◆ Ação requerida ◆
Indique se cada afirmação concorda com o texto fornecido abaixo, respondendo sim ou não e citando literalmente as palavras decisivas do texto. (a) O poeta viveu em várias partes do mundo por causa da profissão; (b) o marco de pedra que registra a tentativa de regicídio de 1758 fica no Rio de Janeiro; (c) o poeta escreve poemas inteiros em latim.

◆ Texto fornecido ◆

________________

Homem viajado que viveu em várias partes do mundo por força da profissão, o poeta sabe como usar as referências históricas para transformá-las em poesia, manejando com habilidade os aspectos formais. E ainda pratica o poema-collage, como o que se vê à página 87 em que o poema (e a ironia) está no título que cobre a inscrição no marco de pedra em Belém que registra a tentativa de regicídio em 1758: “A outra face do Iluminismo”.
Erudito, escreve não só poemas inteiros em português arcaico, quinhentista, como em espanhol, espanhol arcaico, inglês e latim. É claro que, diante de um poeta versado em tantas línguas e extremamente sutil no uso da metalinguagem, não é qualquer leitor que pode se aventurar. É um poeta especial que, portanto, precisa de leitores especiais que saibam ler poemas como “Elephant´s cemetery”:
a dead specimen. a large one. of an accident
no evidence
voluminous limbs putrefaction,
ivory
taken away.

________________

◆ Dados fornecidos ◆
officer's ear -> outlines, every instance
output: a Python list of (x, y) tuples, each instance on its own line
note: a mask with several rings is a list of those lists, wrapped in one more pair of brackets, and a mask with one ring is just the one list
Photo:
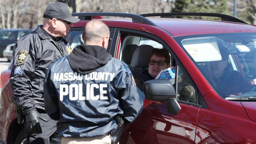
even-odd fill
[(56, 28), (56, 27), (57, 27), (57, 24), (56, 24), (56, 22), (57, 20), (57, 19), (55, 18), (53, 18), (51, 20), (51, 24), (54, 28)]

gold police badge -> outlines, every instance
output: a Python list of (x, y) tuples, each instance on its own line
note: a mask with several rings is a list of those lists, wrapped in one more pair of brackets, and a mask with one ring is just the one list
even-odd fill
[(17, 59), (17, 62), (20, 65), (25, 63), (28, 58), (28, 52), (25, 50), (20, 50), (19, 52), (19, 57)]
[(69, 46), (66, 46), (66, 49), (68, 51), (68, 53), (69, 54), (70, 54), (72, 52), (72, 50), (71, 50), (71, 48)]

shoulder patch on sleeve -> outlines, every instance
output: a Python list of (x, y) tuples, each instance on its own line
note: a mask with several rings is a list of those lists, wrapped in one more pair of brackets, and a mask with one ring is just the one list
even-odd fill
[(28, 52), (25, 50), (20, 50), (18, 54), (17, 62), (20, 65), (25, 63), (28, 58)]
[(16, 74), (18, 74), (19, 76), (22, 76), (22, 74), (23, 73), (23, 71), (20, 68), (20, 66), (19, 66), (14, 70), (14, 73), (13, 75), (14, 76)]
[(67, 45), (66, 46), (66, 49), (67, 49), (67, 50), (68, 51), (68, 53), (69, 53), (69, 54), (70, 54), (71, 53), (71, 52), (72, 52), (72, 50), (71, 50), (71, 48), (70, 47), (70, 46), (69, 45)]
[(134, 85), (135, 85), (135, 86), (136, 86), (136, 83), (135, 82), (135, 80), (134, 80), (134, 76), (132, 76), (132, 80), (134, 81)]

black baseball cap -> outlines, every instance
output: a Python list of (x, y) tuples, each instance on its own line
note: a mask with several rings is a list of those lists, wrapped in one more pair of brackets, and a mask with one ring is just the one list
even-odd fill
[(43, 17), (45, 18), (63, 19), (72, 23), (80, 20), (72, 16), (71, 11), (68, 5), (60, 2), (55, 2), (48, 5)]

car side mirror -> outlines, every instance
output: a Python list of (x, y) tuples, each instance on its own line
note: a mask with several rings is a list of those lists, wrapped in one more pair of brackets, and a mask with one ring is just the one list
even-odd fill
[(167, 102), (167, 112), (175, 115), (180, 111), (180, 106), (176, 100), (174, 87), (166, 79), (152, 79), (145, 82), (144, 92), (147, 100)]

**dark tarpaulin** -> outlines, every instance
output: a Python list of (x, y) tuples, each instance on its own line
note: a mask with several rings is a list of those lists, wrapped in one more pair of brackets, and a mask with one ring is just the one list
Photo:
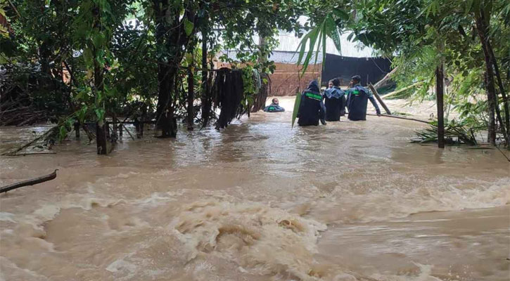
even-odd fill
[(328, 81), (340, 78), (341, 85), (349, 84), (350, 77), (359, 75), (361, 84), (368, 82), (376, 84), (391, 71), (391, 60), (384, 58), (349, 58), (328, 53), (326, 55), (324, 69), (321, 76), (321, 86), (327, 86)]
[(244, 113), (241, 106), (243, 92), (241, 70), (226, 67), (218, 70), (212, 89), (215, 107), (222, 109), (216, 124), (217, 129), (226, 128), (232, 119), (241, 117)]

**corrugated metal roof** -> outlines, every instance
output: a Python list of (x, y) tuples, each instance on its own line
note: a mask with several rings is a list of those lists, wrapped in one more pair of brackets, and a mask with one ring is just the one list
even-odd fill
[[(340, 37), (340, 50), (337, 50), (333, 40), (327, 38), (326, 40), (326, 53), (350, 58), (376, 58), (378, 56), (373, 48), (364, 46), (361, 42), (352, 42), (348, 40), (348, 34), (347, 33), (342, 34)], [(298, 50), (298, 46), (299, 46), (301, 39), (292, 33), (287, 33), (282, 31), (278, 35), (275, 36), (275, 39), (278, 39), (279, 44), (273, 51), (269, 59), (274, 60), (275, 63), (297, 63), (299, 55), (296, 51)], [(259, 41), (258, 36), (255, 35), (253, 37), (253, 41)], [(317, 48), (317, 46), (315, 47)], [(307, 51), (310, 48), (307, 44), (305, 50)], [(317, 63), (322, 63), (321, 50), (322, 48), (321, 47), (317, 54)], [(237, 53), (236, 51), (225, 50), (222, 53), (227, 53), (229, 58), (236, 60), (236, 54)], [(314, 55), (311, 62), (315, 60)]]
[[(347, 37), (348, 36), (349, 34), (347, 33), (344, 33), (340, 36), (341, 50), (340, 51), (336, 49), (333, 40), (327, 38), (326, 40), (326, 53), (351, 58), (374, 58), (377, 56), (375, 55), (374, 49), (371, 48), (364, 46), (361, 42), (352, 42), (348, 40)], [(278, 39), (279, 45), (274, 51), (295, 52), (301, 41), (301, 39), (293, 34), (282, 31), (275, 38)], [(257, 40), (255, 42), (258, 41), (258, 38), (254, 39)], [(306, 50), (308, 49), (307, 45)], [(319, 51), (319, 53), (321, 53), (321, 51)]]
[[(236, 60), (237, 51), (235, 50), (224, 50), (222, 51), (222, 54), (227, 54), (227, 56), (234, 60)], [(315, 56), (317, 55), (317, 63), (322, 63), (322, 53), (319, 52), (318, 54), (313, 54), (312, 59), (310, 60), (310, 64), (315, 63)], [(297, 64), (298, 58), (299, 58), (299, 53), (294, 51), (274, 51), (270, 55), (269, 60), (273, 60), (274, 63), (289, 63), (289, 64)]]

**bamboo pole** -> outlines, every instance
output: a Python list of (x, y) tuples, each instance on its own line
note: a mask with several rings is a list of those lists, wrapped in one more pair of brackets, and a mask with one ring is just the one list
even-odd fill
[(420, 81), (419, 82), (414, 83), (412, 85), (409, 85), (409, 86), (407, 86), (405, 88), (402, 88), (402, 89), (398, 90), (398, 91), (393, 91), (393, 92), (389, 93), (388, 93), (386, 95), (384, 95), (382, 97), (381, 97), (381, 98), (389, 98), (389, 97), (390, 97), (392, 96), (395, 96), (395, 95), (397, 95), (398, 93), (402, 93), (402, 92), (403, 92), (403, 91), (404, 91), (406, 90), (409, 90), (409, 89), (414, 88), (414, 87), (416, 87), (418, 86), (420, 86), (420, 85), (421, 85), (423, 83), (425, 83), (425, 81)]
[(417, 122), (421, 122), (421, 123), (425, 123), (425, 124), (431, 124), (428, 121), (420, 120), (419, 119), (414, 119), (414, 118), (407, 118), (407, 117), (402, 117), (402, 116), (388, 115), (374, 115), (374, 114), (371, 114), (371, 113), (366, 113), (366, 115), (370, 115), (370, 116), (382, 116), (383, 117), (397, 118), (397, 119), (403, 119), (403, 120), (416, 121)]
[(381, 105), (383, 106), (383, 108), (384, 108), (384, 110), (386, 112), (386, 113), (388, 115), (391, 115), (391, 112), (388, 108), (386, 105), (384, 103), (384, 102), (383, 101), (383, 99), (381, 98), (381, 97), (379, 96), (379, 93), (377, 93), (377, 90), (376, 90), (376, 87), (374, 87), (371, 83), (369, 83), (369, 87), (372, 91), (372, 93), (374, 93), (374, 96), (375, 96), (376, 98), (377, 98), (377, 100), (379, 102), (379, 103), (381, 103)]
[(390, 73), (387, 74), (382, 79), (379, 80), (377, 83), (376, 83), (374, 85), (374, 88), (375, 88), (375, 89), (381, 88), (383, 86), (383, 84), (386, 82), (386, 81), (391, 79), (391, 77), (393, 76), (395, 72), (397, 72), (397, 69), (398, 69), (398, 67), (393, 68), (393, 70), (391, 70), (391, 72), (390, 72)]

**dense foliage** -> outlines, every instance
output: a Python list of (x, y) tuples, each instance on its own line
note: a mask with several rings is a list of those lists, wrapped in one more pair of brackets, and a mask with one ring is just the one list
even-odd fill
[(434, 98), (442, 66), (447, 122), (457, 110), (492, 143), (510, 132), (502, 0), (1, 0), (0, 27), (1, 110), (44, 110), (63, 136), (75, 122), (101, 127), (120, 115), (155, 120), (162, 136), (174, 136), (186, 115), (189, 128), (200, 118), (207, 125), (220, 50), (237, 50), (236, 60), (222, 59), (243, 69), (240, 105), (248, 112), (274, 70), (267, 57), (279, 30), (302, 36), (303, 72), (326, 37), (341, 51), (340, 34), (350, 32), (395, 58), (400, 87), (423, 81), (414, 99)]

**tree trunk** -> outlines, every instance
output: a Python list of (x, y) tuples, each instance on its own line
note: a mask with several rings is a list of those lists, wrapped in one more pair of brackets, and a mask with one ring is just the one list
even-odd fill
[[(99, 13), (99, 8), (97, 6), (92, 7), (92, 13), (94, 17), (94, 29), (101, 30), (101, 15)], [(96, 94), (96, 98), (99, 99), (99, 93), (102, 96), (105, 96), (104, 84), (103, 79), (103, 67), (97, 60), (98, 50), (96, 46), (92, 48), (92, 54), (94, 55), (94, 89)], [(96, 102), (96, 106), (102, 107), (104, 110), (104, 102), (99, 100)], [(110, 152), (108, 150), (108, 140), (106, 131), (106, 124), (104, 117), (99, 118), (96, 123), (96, 143), (97, 147), (97, 154), (107, 155)]]
[[(263, 64), (267, 61), (267, 52), (265, 51), (264, 46), (266, 44), (265, 37), (263, 36), (259, 37), (259, 63)], [(264, 72), (260, 74), (261, 87), (259, 89), (257, 96), (255, 96), (255, 100), (253, 101), (253, 106), (251, 108), (252, 112), (256, 112), (260, 110), (263, 110), (266, 105), (266, 100), (267, 99), (267, 93), (269, 89), (269, 76)], [(267, 81), (267, 83), (264, 83), (264, 81)]]
[[(494, 71), (495, 74), (496, 76), (496, 79), (497, 80), (497, 84), (499, 87), (499, 92), (501, 92), (501, 96), (503, 98), (503, 108), (504, 110), (504, 125), (503, 125), (503, 122), (499, 121), (501, 123), (502, 127), (504, 128), (503, 131), (503, 133), (505, 134), (505, 140), (506, 141), (506, 146), (510, 148), (510, 143), (509, 143), (509, 140), (510, 140), (510, 110), (509, 109), (509, 101), (506, 93), (504, 89), (504, 86), (503, 85), (503, 81), (501, 79), (501, 74), (499, 72), (499, 67), (497, 66), (497, 60), (496, 60), (496, 55), (494, 53), (494, 50), (492, 49), (492, 46), (490, 44), (490, 41), (487, 41), (487, 51), (489, 51), (489, 54), (490, 54), (492, 60), (492, 65), (494, 65)], [(510, 71), (509, 72), (509, 74), (510, 74)], [(497, 98), (496, 98), (496, 106), (497, 108), (499, 110), (499, 105), (497, 105)], [(499, 110), (498, 110), (499, 111)], [(499, 118), (501, 119), (501, 115), (498, 113)]]
[(193, 65), (188, 67), (188, 131), (193, 131), (193, 119), (195, 112), (193, 102), (195, 99), (195, 81), (193, 74)]
[(445, 148), (444, 74), (442, 64), (435, 68), (435, 96), (438, 103), (438, 147)]
[(487, 142), (491, 145), (496, 145), (496, 120), (495, 113), (496, 111), (496, 90), (494, 85), (494, 72), (492, 71), (492, 61), (487, 48), (487, 32), (488, 25), (484, 20), (484, 11), (480, 8), (480, 13), (475, 15), (476, 28), (478, 37), (482, 44), (483, 55), (485, 59), (485, 87), (487, 90), (487, 103), (488, 113), (487, 124)]

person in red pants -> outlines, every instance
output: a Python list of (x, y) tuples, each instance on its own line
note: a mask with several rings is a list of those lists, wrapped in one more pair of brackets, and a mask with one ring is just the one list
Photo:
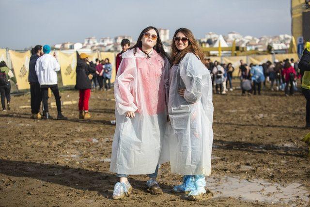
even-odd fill
[(96, 72), (95, 65), (92, 62), (89, 61), (86, 54), (81, 53), (77, 60), (76, 71), (77, 84), (75, 88), (79, 90), (78, 118), (90, 119), (88, 103), (91, 97), (92, 74)]

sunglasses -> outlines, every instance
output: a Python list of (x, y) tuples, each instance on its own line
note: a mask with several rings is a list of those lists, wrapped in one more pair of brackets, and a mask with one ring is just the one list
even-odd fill
[(155, 35), (155, 34), (151, 35), (151, 33), (149, 32), (143, 33), (143, 35), (144, 35), (144, 37), (145, 37), (146, 38), (148, 38), (149, 37), (150, 37), (150, 36), (151, 36), (151, 38), (153, 40), (156, 40), (157, 39), (157, 35)]
[(180, 37), (174, 37), (174, 42), (180, 42), (180, 40), (181, 40), (181, 41), (182, 41), (183, 43), (185, 43), (187, 41), (187, 40), (188, 40), (188, 38), (185, 37), (183, 37), (182, 38), (181, 38)]

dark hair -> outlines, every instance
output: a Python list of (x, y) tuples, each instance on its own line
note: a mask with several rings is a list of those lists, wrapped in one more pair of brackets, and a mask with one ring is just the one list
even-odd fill
[(0, 67), (7, 67), (6, 64), (4, 61), (2, 61), (0, 62)]
[(285, 61), (285, 63), (284, 63), (284, 68), (289, 68), (290, 67), (291, 67), (291, 65), (289, 62)]
[[(183, 34), (188, 38), (187, 39), (188, 46), (182, 51), (180, 51), (175, 46), (175, 42), (174, 42), (174, 37), (176, 36), (178, 32), (183, 33)], [(177, 64), (180, 63), (181, 60), (188, 52), (192, 52), (196, 56), (199, 57), (200, 61), (203, 64), (203, 61), (204, 55), (200, 46), (196, 41), (193, 32), (186, 28), (178, 29), (174, 32), (171, 45), (171, 59), (172, 64)]]
[(157, 34), (157, 44), (153, 47), (153, 49), (154, 49), (163, 58), (166, 57), (168, 61), (170, 61), (170, 58), (165, 50), (164, 49), (164, 47), (163, 46), (163, 44), (161, 42), (161, 40), (160, 40), (160, 37), (159, 36), (159, 32), (158, 32), (158, 30), (157, 30), (155, 27), (149, 26), (144, 29), (142, 31), (139, 37), (138, 38), (137, 40), (137, 43), (136, 45), (132, 46), (132, 47), (130, 48), (129, 49), (134, 49), (134, 55), (136, 55), (137, 53), (137, 48), (141, 48), (142, 47), (142, 42), (141, 40), (142, 40), (142, 36), (143, 35), (143, 33), (146, 32), (150, 30), (153, 29), (156, 32), (156, 33)]
[(39, 52), (39, 50), (42, 50), (42, 46), (40, 45), (36, 45), (34, 48), (31, 49), (31, 55), (34, 55), (36, 53), (37, 53)]
[(128, 46), (130, 46), (130, 41), (128, 39), (123, 39), (122, 40), (122, 42), (121, 42), (121, 45), (122, 47), (124, 46), (125, 45), (128, 45)]

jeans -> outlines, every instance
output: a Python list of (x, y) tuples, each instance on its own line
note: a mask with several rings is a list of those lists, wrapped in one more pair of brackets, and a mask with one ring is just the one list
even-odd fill
[(306, 123), (310, 124), (310, 90), (302, 89), (302, 93), (306, 98)]
[(41, 86), (41, 90), (42, 93), (42, 98), (43, 99), (43, 106), (44, 106), (44, 111), (46, 112), (48, 112), (48, 88), (52, 90), (53, 94), (55, 96), (56, 101), (56, 106), (57, 106), (57, 111), (62, 111), (62, 105), (60, 102), (60, 98), (59, 95), (59, 91), (58, 90), (58, 86), (56, 85), (42, 85)]
[(261, 88), (262, 87), (262, 82), (257, 82), (256, 81), (253, 81), (254, 82), (254, 95), (256, 95), (256, 88), (258, 91), (258, 95), (261, 95)]
[(227, 87), (227, 86), (228, 85), (227, 84), (227, 82), (229, 82), (229, 88), (232, 88), (232, 77), (231, 76), (229, 75), (228, 74), (227, 75), (227, 80), (226, 80), (226, 88)]
[(91, 97), (91, 89), (79, 90), (78, 99), (78, 111), (88, 111), (88, 103)]
[(42, 99), (40, 83), (31, 82), (30, 84), (31, 113), (36, 114), (40, 111), (40, 106)]
[(11, 101), (11, 83), (9, 81), (6, 85), (0, 86), (1, 93), (1, 104), (2, 109), (5, 109), (5, 98), (8, 102)]
[[(158, 165), (157, 165), (156, 166), (156, 169), (155, 170), (155, 172), (154, 173), (152, 173), (152, 174), (148, 175), (148, 176), (150, 178), (155, 178), (157, 177), (157, 175), (158, 174)], [(117, 177), (128, 177), (128, 175), (124, 175), (124, 174), (116, 174), (116, 176)]]

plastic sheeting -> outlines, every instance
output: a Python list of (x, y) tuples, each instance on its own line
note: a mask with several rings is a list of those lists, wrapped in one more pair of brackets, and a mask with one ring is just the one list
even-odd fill
[[(187, 53), (170, 70), (169, 117), (171, 171), (184, 175), (211, 172), (213, 104), (211, 75), (197, 57)], [(186, 89), (184, 97), (178, 93)]]
[[(170, 64), (155, 50), (150, 58), (139, 48), (122, 55), (114, 84), (116, 128), (110, 171), (119, 174), (155, 172), (167, 126), (165, 79)], [(136, 112), (126, 117), (127, 111)], [(163, 155), (164, 157), (167, 156)]]

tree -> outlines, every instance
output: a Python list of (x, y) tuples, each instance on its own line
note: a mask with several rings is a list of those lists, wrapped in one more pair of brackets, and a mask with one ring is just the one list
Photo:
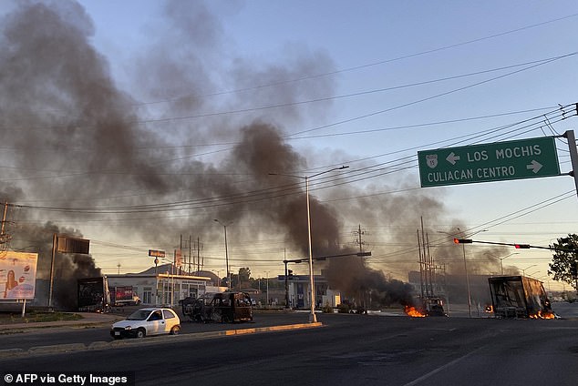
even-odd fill
[(567, 238), (558, 239), (558, 242), (550, 248), (554, 250), (554, 255), (548, 274), (553, 275), (554, 280), (563, 281), (578, 290), (578, 235), (569, 234)]

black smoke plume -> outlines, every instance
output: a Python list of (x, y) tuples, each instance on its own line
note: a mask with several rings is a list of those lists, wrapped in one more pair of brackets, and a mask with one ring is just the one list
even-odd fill
[[(279, 63), (231, 60), (223, 31), (209, 3), (167, 2), (160, 21), (146, 32), (149, 46), (131, 54), (123, 83), (130, 86), (121, 89), (92, 45), (94, 25), (77, 3), (16, 2), (0, 20), (0, 200), (19, 204), (15, 221), (27, 225), (11, 229), (12, 247), (39, 251), (42, 279), (55, 232), (171, 247), (179, 234), (192, 232), (221, 243), (220, 229), (207, 226), (219, 218), (234, 222), (232, 239), (284, 234), (294, 253), (307, 253), (304, 180), (270, 173), (305, 176), (316, 164), (346, 159), (307, 147), (305, 157), (286, 139), (305, 117), (325, 122), (329, 100), (304, 108), (294, 102), (332, 95), (333, 81), (316, 76), (335, 66), (322, 50), (296, 45), (284, 47)], [(291, 79), (307, 81), (283, 82)], [(219, 81), (239, 91), (214, 93)], [(259, 86), (268, 84), (275, 86)], [(252, 109), (271, 104), (278, 107)], [(229, 110), (247, 111), (218, 113)], [(387, 224), (390, 239), (412, 246), (392, 260), (415, 268), (417, 227), (407, 224), (420, 216), (436, 223), (446, 209), (423, 189), (370, 198), (410, 185), (408, 175), (396, 176), (343, 186), (342, 197), (358, 198), (335, 205), (324, 202), (328, 194), (314, 192), (314, 253), (349, 250), (342, 236), (347, 221)], [(90, 230), (77, 230), (80, 226)], [(387, 255), (395, 249), (383, 249)], [(66, 295), (74, 290), (63, 289), (99, 269), (89, 257), (58, 261), (55, 291), (64, 291), (58, 301), (67, 307)], [(405, 301), (400, 281), (340, 261), (328, 266), (328, 275), (350, 296), (363, 290), (384, 303)]]

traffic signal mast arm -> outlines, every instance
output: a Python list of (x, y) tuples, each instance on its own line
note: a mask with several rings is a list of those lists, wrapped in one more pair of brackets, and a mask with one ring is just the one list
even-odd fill
[(535, 248), (538, 249), (549, 249), (549, 250), (561, 250), (564, 252), (575, 252), (576, 249), (563, 249), (559, 248), (551, 248), (551, 247), (538, 247), (535, 245), (530, 244), (515, 244), (515, 243), (508, 243), (508, 242), (492, 242), (492, 241), (480, 241), (480, 240), (472, 240), (471, 239), (454, 239), (455, 244), (491, 244), (491, 245), (505, 245), (509, 247), (514, 247), (516, 249), (529, 249), (531, 248)]
[[(344, 253), (343, 255), (331, 255), (331, 256), (319, 256), (317, 258), (313, 258), (314, 260), (325, 260), (326, 259), (331, 258), (345, 258), (346, 256), (358, 256), (360, 258), (364, 258), (366, 256), (371, 256), (371, 252), (357, 252), (357, 253)], [(284, 263), (305, 263), (309, 261), (309, 258), (303, 259), (295, 259), (294, 260), (283, 260)]]

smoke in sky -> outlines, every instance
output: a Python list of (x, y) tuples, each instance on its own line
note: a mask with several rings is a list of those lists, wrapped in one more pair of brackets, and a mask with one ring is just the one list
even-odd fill
[[(52, 233), (70, 231), (69, 224), (162, 245), (191, 229), (205, 242), (220, 242), (222, 234), (207, 227), (219, 218), (239, 225), (229, 230), (238, 239), (284, 234), (289, 248), (305, 254), (304, 183), (279, 175), (304, 176), (316, 161), (332, 158), (327, 152), (304, 157), (286, 139), (304, 119), (325, 122), (330, 101), (294, 102), (332, 95), (331, 77), (315, 76), (335, 70), (331, 58), (298, 45), (271, 62), (232, 53), (220, 20), (202, 2), (166, 2), (155, 23), (143, 33), (148, 46), (123, 68), (122, 84), (131, 86), (121, 89), (93, 46), (95, 27), (80, 5), (18, 2), (0, 20), (0, 199), (21, 205), (12, 246), (34, 246), (46, 267)], [(279, 107), (252, 110), (271, 104)], [(213, 144), (222, 145), (208, 146)], [(387, 225), (389, 239), (415, 245), (408, 223), (447, 216), (432, 191), (371, 197), (409, 185), (407, 175), (396, 176), (344, 185), (340, 197), (363, 198), (335, 205), (314, 192), (315, 253), (350, 250), (343, 247), (346, 221)], [(382, 249), (374, 254), (386, 256), (383, 261), (400, 248)], [(416, 267), (417, 251), (410, 249), (408, 259), (394, 253), (391, 260)], [(99, 273), (80, 257), (63, 264), (70, 278)], [(495, 262), (489, 264), (496, 270)], [(328, 269), (332, 282), (354, 291), (357, 284), (343, 282), (346, 264)], [(359, 273), (356, 282), (380, 296), (395, 291), (397, 283), (382, 279), (381, 272), (365, 266), (359, 272), (366, 276)]]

________________

◆ Resposta ◆
(a) Sim: "viveu em várias partes do mundo por força da profissão".
(b) Não: "a inscrição no marco de pedra em Belém que registra a tentativa de regicídio em 1758".
(c) Sim: "escreve não só poemas inteiros em português arcaico, quinhentista, como em espanhol, espanhol arcaico, inglês e latim".